Text block -
This is about my three days in Croatia, on Hvar island 10/1/13 - 10/3/13
My taxi came at 4AM, I listened to the German radio station playing in the taxi and some 80s music show was playing. The Axel F theme song came on and it was the perfect, kooky, over-synthed send-off. I had planned a scatterbrained trip around the periphery of Eastern Europe to see a few new countries. It was going to be rushed and a little stupid. My flight home was out of Warsaw, but I had a need to see Croatia and go to a beach. Later, I researched Croatia and was on the fence about it. Then, after a cold summer in Chicago the Croatia idea re-surfaced. I had almost three weeks, I can do it. I wouldn't recommend this itinerary to anybody else, though. Who goes to Sweden, runs a German marathon, rushes to Croatia and then busts ass to get back to Poland so that she can spend three days eating pierogi? Me.
I was in Split in two hours. The intense sunshine and heat was wonderful. A few friends warned me that Split was just so-so, and the places to go were Hvar and Dubrovnik. Waiting for the airport bus to the harbor, I met an American girl named Sarafa and her German boyfriend whose name I forget, but it was something like Milko. They were also going straight to Hvar so bought tickets together for the one hour ferry. Sarafa and Milko live in Berlin and crushed some of my romantic notions about living there. They thought that people were a bit unfriendly and simple utility services came with attitudes and silly rules. They were looking to move. I always found the people in Berlin to be great (and I stay in a more residential neighborhood) and I live with comcast and com-ed. Sarafa doesn't get to speak English often with another American so she talked my ear off, which I enjoyed. They were an interesting and well-travelled couple.

Given instruction 1 - Do these statements agree with the travel account? Answer yes or no for each and quote the words from the account that decide it. (a) The taxi arrived at 4AM. (b) The ferry to Hvar took two hours. (c) Sarafa and her boyfriend live in Berlin.
Given instruction 2 - Reproduce the travel account from "This is about" up to and including "eating pierogi? Me.".
Given instruction 3 - In the travel account, which theme song played on the radio during the taxi ride?

Records:
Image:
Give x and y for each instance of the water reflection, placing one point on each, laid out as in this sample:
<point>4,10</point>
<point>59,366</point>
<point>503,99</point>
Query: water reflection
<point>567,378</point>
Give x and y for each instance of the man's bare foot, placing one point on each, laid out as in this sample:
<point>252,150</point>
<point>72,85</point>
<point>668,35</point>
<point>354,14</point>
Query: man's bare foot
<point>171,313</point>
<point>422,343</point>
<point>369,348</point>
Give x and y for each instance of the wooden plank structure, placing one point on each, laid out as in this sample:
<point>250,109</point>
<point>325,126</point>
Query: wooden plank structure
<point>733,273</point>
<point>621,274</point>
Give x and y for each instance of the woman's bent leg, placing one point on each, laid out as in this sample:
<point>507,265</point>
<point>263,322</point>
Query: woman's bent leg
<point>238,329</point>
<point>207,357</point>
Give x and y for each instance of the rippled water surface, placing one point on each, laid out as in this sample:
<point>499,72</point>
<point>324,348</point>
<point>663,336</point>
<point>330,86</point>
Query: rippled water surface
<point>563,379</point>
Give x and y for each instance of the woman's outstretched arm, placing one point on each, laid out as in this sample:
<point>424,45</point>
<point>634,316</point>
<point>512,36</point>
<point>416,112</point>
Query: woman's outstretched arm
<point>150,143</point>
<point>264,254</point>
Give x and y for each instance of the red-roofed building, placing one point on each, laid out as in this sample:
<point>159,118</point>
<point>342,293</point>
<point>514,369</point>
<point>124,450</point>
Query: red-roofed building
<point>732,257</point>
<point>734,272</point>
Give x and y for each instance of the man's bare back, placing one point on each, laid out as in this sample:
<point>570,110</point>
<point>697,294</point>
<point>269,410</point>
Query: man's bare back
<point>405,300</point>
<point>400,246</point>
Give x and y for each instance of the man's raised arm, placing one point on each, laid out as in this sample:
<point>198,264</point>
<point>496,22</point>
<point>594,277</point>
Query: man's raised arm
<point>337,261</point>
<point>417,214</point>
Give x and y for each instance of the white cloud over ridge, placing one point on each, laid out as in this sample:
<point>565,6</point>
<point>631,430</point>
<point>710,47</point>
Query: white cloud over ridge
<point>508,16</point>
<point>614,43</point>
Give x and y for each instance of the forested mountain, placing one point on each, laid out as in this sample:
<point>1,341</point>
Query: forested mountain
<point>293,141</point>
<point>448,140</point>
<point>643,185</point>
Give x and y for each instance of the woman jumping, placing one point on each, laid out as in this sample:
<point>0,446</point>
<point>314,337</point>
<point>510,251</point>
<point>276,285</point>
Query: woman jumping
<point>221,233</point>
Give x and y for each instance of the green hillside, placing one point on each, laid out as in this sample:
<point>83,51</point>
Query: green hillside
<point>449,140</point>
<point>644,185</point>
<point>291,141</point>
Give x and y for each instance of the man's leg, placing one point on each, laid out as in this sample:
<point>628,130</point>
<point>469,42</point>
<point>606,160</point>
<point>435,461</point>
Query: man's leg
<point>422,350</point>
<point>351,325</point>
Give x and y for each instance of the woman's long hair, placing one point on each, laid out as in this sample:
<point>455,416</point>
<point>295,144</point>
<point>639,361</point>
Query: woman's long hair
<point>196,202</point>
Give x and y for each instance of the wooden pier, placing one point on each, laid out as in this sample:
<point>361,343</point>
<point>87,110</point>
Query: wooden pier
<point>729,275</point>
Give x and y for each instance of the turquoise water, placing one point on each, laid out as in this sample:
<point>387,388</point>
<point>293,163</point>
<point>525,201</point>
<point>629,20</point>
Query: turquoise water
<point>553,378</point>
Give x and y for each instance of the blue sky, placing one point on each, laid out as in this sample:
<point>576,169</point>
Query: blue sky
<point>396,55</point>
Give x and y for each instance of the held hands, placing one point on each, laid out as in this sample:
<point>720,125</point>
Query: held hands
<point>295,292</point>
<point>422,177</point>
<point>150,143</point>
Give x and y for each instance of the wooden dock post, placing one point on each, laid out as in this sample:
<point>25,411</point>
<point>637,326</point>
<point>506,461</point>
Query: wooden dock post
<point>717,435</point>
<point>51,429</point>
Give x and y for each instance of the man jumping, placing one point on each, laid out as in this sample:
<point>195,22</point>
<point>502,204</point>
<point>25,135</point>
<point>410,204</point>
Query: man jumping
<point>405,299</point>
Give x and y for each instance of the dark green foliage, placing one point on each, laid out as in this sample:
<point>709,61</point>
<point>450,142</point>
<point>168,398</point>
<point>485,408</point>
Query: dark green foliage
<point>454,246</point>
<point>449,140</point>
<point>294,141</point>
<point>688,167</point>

Right answer 1 -
(a) Yes: "My taxi came at 4AM"
(b) No: "the one hour ferry"
(c) Yes: "Sarafa and Milko live in Berlin"

Right answer 2 -
This is about my three days in Croatia, on Hvar island 10/1/13 - 10/3/13
My taxi came at 4AM, I listened to the German radio station playing in the taxi and some 80s music show was playing. The Axel F theme song came on and it was the perfect, kooky, over-synthed send-off. I had planned a scatterbrained trip around the periphery of Eastern Europe to see a few new countries. It was going to be rushed and a little stupid. My flight home was out of Warsaw, but I had a need to see Croatia and go to a beach. Later, I researched Croatia and was on the fence about it. Then, after a cold summer in Chicago the Croatia idea re-surfaced. I had almost three weeks, I can do it. I wouldn't recommend this itinerary to anybody else, though. Who goes to Sweden, runs a German marathon, rushes to Croatia and then busts ass to get back to Poland so that she can spend three days eating pierogi? Me.

Right answer 3 - The Axel F theme song.